What to work on:
Reproduce all of the data below word for word, keeping every line in its original order.
# START OF Data rows
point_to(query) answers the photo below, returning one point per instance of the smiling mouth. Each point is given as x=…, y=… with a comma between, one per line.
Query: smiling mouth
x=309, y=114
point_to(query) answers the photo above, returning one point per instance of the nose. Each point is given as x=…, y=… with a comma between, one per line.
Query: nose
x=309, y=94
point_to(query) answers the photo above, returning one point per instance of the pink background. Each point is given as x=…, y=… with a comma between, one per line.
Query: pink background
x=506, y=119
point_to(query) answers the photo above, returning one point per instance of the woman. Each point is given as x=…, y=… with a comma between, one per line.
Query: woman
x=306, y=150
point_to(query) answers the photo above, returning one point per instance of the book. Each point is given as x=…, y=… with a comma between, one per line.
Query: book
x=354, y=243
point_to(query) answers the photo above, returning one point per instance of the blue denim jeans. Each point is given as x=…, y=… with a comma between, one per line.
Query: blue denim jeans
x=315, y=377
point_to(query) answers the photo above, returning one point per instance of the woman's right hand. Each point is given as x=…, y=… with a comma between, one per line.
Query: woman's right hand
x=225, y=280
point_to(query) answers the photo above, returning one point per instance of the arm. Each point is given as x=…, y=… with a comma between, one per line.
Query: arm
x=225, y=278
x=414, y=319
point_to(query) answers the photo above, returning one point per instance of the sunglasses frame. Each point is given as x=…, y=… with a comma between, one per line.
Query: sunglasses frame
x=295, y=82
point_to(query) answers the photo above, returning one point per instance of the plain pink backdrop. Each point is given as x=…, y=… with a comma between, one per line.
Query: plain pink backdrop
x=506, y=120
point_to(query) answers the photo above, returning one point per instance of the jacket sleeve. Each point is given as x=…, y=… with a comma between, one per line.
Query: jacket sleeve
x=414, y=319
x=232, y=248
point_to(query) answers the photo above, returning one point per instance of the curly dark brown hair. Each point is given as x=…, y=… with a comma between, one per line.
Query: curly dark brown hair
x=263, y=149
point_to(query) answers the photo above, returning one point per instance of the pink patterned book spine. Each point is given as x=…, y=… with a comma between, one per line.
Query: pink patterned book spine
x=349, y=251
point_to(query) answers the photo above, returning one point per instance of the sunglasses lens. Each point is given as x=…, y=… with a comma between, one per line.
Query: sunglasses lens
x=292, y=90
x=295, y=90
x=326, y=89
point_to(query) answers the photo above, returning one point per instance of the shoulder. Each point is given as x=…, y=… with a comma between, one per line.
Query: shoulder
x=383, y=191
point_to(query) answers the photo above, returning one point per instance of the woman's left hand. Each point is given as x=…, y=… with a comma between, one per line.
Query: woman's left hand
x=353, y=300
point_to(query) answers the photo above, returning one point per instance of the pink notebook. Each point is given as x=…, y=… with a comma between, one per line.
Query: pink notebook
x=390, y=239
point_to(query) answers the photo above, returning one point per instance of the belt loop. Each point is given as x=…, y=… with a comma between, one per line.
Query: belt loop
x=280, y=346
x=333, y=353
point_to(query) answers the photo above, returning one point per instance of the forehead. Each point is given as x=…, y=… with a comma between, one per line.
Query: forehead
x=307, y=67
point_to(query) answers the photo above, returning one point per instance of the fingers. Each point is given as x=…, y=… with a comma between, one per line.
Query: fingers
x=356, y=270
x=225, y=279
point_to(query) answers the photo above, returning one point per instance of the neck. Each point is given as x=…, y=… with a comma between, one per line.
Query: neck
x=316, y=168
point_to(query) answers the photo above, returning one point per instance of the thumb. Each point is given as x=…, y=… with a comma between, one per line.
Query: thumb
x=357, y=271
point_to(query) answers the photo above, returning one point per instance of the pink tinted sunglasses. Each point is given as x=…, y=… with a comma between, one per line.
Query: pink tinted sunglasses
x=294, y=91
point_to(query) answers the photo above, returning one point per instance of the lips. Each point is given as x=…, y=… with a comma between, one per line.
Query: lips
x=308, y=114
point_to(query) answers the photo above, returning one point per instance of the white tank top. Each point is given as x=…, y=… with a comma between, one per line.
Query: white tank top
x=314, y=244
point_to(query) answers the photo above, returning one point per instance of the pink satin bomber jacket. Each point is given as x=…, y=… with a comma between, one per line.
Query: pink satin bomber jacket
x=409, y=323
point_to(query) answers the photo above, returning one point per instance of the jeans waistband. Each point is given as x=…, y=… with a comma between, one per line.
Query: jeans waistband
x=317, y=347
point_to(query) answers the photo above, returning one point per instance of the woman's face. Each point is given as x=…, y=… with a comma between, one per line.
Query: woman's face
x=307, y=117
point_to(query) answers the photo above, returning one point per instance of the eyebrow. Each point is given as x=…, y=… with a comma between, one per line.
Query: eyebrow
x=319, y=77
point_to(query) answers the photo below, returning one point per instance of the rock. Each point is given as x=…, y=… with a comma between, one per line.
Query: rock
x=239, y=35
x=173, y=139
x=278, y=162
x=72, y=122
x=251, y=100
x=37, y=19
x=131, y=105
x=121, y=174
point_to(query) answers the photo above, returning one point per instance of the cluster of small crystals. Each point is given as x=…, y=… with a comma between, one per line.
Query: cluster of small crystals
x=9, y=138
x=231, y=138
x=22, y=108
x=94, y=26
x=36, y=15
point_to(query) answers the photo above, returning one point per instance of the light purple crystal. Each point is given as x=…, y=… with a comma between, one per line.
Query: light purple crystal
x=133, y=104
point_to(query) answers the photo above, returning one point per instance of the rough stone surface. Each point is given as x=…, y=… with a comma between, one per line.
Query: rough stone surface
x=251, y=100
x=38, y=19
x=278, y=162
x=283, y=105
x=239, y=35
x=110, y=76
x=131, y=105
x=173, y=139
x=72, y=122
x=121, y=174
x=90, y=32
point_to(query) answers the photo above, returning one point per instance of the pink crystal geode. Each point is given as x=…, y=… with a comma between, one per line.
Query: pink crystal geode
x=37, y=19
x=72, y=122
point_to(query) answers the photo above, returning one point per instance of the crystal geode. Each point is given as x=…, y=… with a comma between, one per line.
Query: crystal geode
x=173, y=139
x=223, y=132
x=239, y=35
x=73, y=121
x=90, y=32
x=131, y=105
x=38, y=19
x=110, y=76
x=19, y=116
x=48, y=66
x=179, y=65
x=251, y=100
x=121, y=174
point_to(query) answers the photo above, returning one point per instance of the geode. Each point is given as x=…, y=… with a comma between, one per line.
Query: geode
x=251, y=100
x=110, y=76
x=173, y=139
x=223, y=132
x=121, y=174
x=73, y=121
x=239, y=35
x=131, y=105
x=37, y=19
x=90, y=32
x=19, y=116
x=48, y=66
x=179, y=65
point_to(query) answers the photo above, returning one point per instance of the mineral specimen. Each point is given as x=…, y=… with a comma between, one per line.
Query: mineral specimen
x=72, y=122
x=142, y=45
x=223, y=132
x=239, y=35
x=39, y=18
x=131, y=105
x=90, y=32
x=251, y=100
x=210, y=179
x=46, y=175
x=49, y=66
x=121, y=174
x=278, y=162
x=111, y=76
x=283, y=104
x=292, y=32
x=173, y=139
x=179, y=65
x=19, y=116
# END OF Data rows
Answer to this problem:
point_to(query) answers the photo below, returning one point per instance of the smiling mouth. Each point is given as x=…, y=… with a comma between, one per line.
Query: smiling mouth
x=309, y=114
point_to(query) answers the photo above, returning one point per instance of the nose. Each point is given as x=…, y=… with a comma between, one per line.
Query: nose
x=309, y=94
point_to(query) answers the photo above, returning one point per instance of the pink background. Each point is given as x=…, y=… with a comma between, one per line.
Query: pink background
x=506, y=119
point_to(query) answers the photo above, returning one point per instance of the woman. Each point is given as x=…, y=… with a comma between, one per line.
Query: woman
x=306, y=150
point_to(query) answers the photo above, returning one point per instance of the book. Each point is given as x=…, y=… with a comma between, one per line.
Query: book
x=354, y=243
point_to(query) answers the photo above, returning one point per instance of the blue denim jeans. Each point is given as x=…, y=… with a comma between, one per line.
Query: blue denim jeans
x=315, y=377
point_to(query) answers the photo above, returning one point per instance of the woman's right hand. Each point is given as x=…, y=… with a comma between, one per line.
Query: woman's right hand
x=225, y=280
point_to(query) answers the photo above, returning one point per instance of the arm. Each point is given as x=…, y=… with a comma between, one per line.
Query: arm
x=225, y=278
x=414, y=319
point_to(query) answers the photo above, returning one point per instance of the sunglasses frame. Each point is given as x=…, y=… with a comma between, one per line.
Query: sunglasses frame
x=295, y=82
point_to(query) answers the photo above, returning one point per instance of the plain pink backdrop. Each point is given as x=…, y=… with a comma between, one per line.
Query: plain pink backdrop
x=506, y=120
point_to(query) answers the photo above, returning one point per instance of the jacket sleeve. Each point is given as x=…, y=… with a comma between, one per line.
Query: jacket sleeve
x=414, y=319
x=232, y=248
point_to(query) answers the photo above, returning one point per instance of the curly dark brown hair. Each point is given as x=…, y=… with a comma between, one per line.
Query: curly dark brown hair
x=263, y=149
point_to(query) answers the photo above, returning one point per instance of the pink patterned book spine. Each point is given as x=…, y=… with a comma between, one per line.
Query: pink patterned book spine
x=349, y=251
point_to(query) answers the photo above, returning one point per instance of the sunglasses lens. Each point is given as x=…, y=… with a comma between, one per line.
Query: sunglasses lens
x=292, y=90
x=295, y=90
x=326, y=89
point_to(query) answers the photo above, returning one point per instance of the shoulder. Each point is given as x=…, y=… with a comma between, one per line.
Query: shoulder
x=383, y=191
point_to(query) answers the photo above, returning one point per instance of the woman's left hand. Each point is given as x=…, y=… with a comma between, one per line.
Query: woman's left hand
x=353, y=300
point_to(query) answers the photo above, returning one point per instance of the pink notebook. Each point is given as x=…, y=… with a comma between, one per line.
Query: pink notebook
x=390, y=239
point_to(query) answers the photo above, returning one point per instance of the belt loop. Each point is given as x=…, y=… with a comma between, one per line.
Query: belt loop
x=280, y=346
x=333, y=353
point_to(query) answers the photo above, returning one point per instance of the forehead. Each point is given as x=…, y=… with a comma between, one per line.
Query: forehead
x=307, y=67
point_to(query) answers the photo above, returning one point per instance of the fingers. Each point is given as x=…, y=… with a comma between, one per line.
Query: fingers
x=356, y=270
x=225, y=279
point_to(query) answers the photo above, returning one point per instance of the neck. Each point is given as x=…, y=… with a comma between, one per line.
Query: neck
x=316, y=168
point_to(query) answers the photo above, returning one point per instance of the thumb. Each point is given as x=…, y=… with a comma between, one per line.
Query: thumb
x=357, y=271
point_to(query) answers the photo above, returning one point per instance of the pink tinted sunglasses. Each point is given as x=…, y=… with a comma between, one per line.
Query: pink tinted sunglasses
x=294, y=91
point_to(query) answers the photo above, returning one point per instance of the lips. Each point is given as x=…, y=… with a comma between, one per line.
Query: lips
x=308, y=114
point_to(query) answers the photo above, returning one point per instance of the white tank top. Each point is given as x=…, y=… with a comma between, one per line.
Query: white tank top
x=314, y=244
point_to(query) answers the photo above, returning one point per instance of the pink satin bomber jacket. Each point is given as x=…, y=… with a comma between, one per line.
Query: pink satin bomber jacket
x=409, y=323
point_to(query) answers the photo above, returning one point per instance of the jeans waistband. Each point is given as x=…, y=… with a comma between, one per line.
Query: jeans waistband
x=317, y=347
point_to(query) answers the photo above, returning one point per instance of the woman's face. Each point is given as x=…, y=… with a comma between, one per line.
Query: woman's face
x=307, y=117
point_to(query) answers the photo above, returning one point per instance of the eyebrow. Each point is given as x=…, y=… with a comma between, one per line.
Query: eyebrow
x=319, y=77
point_to(query) answers the photo below, returning one point per instance of the rock. Each point is given as x=…, y=… with a comma between, one per line.
Query: rock
x=239, y=35
x=173, y=139
x=278, y=162
x=72, y=122
x=251, y=100
x=37, y=19
x=131, y=105
x=121, y=174
point_to(query) answers the photo above, returning one point per instance of the cluster of small crystals. Each point is given as x=…, y=… with a comma between, one per line.
Query: cluster of small crystals
x=9, y=138
x=231, y=138
x=22, y=108
x=94, y=26
x=36, y=15
point_to(query) answers the photo above, returning one point per instance of the light purple crystal. Each point is given as x=…, y=… with a comma between, one per line.
Query: light purple crystal
x=133, y=104
point_to(query) answers the photo above, returning one point per instance of the rough stone surface. Each point is given as x=…, y=… with a comma between, one per line.
Query: rough stone surface
x=251, y=100
x=38, y=19
x=278, y=162
x=283, y=105
x=239, y=35
x=110, y=76
x=131, y=105
x=173, y=139
x=72, y=122
x=121, y=174
x=90, y=32
point_to(query) answers the photo above, returning one point per instance of the pink crystal geode. Each point is given as x=…, y=… with a comma between, one per line.
Query: pink crystal geode
x=37, y=19
x=72, y=122
point_to(query) answers the photo above, returning one point per instance of the crystal geode. Each point is given as x=…, y=… with a comma between, one per line.
Query: crystal geode
x=173, y=139
x=223, y=132
x=239, y=35
x=73, y=121
x=90, y=32
x=131, y=105
x=38, y=19
x=110, y=76
x=19, y=116
x=48, y=66
x=179, y=65
x=251, y=100
x=121, y=174
point_to(query) answers the photo above, returning one point per instance of the geode. Each point is given as x=…, y=… with a comma between, one per line.
Query: geode
x=251, y=100
x=110, y=76
x=173, y=139
x=223, y=132
x=121, y=174
x=73, y=121
x=239, y=35
x=131, y=105
x=37, y=19
x=90, y=32
x=19, y=116
x=48, y=66
x=179, y=65
point_to(query) answers the photo above, returning one point per instance of the mineral specimen. Each point is given as x=…, y=… with a comma between, one per line.
Query: mineral specimen
x=72, y=122
x=142, y=45
x=223, y=132
x=239, y=35
x=39, y=18
x=131, y=105
x=90, y=32
x=251, y=100
x=210, y=179
x=46, y=175
x=49, y=66
x=121, y=174
x=278, y=162
x=111, y=76
x=283, y=104
x=292, y=32
x=173, y=139
x=179, y=65
x=19, y=116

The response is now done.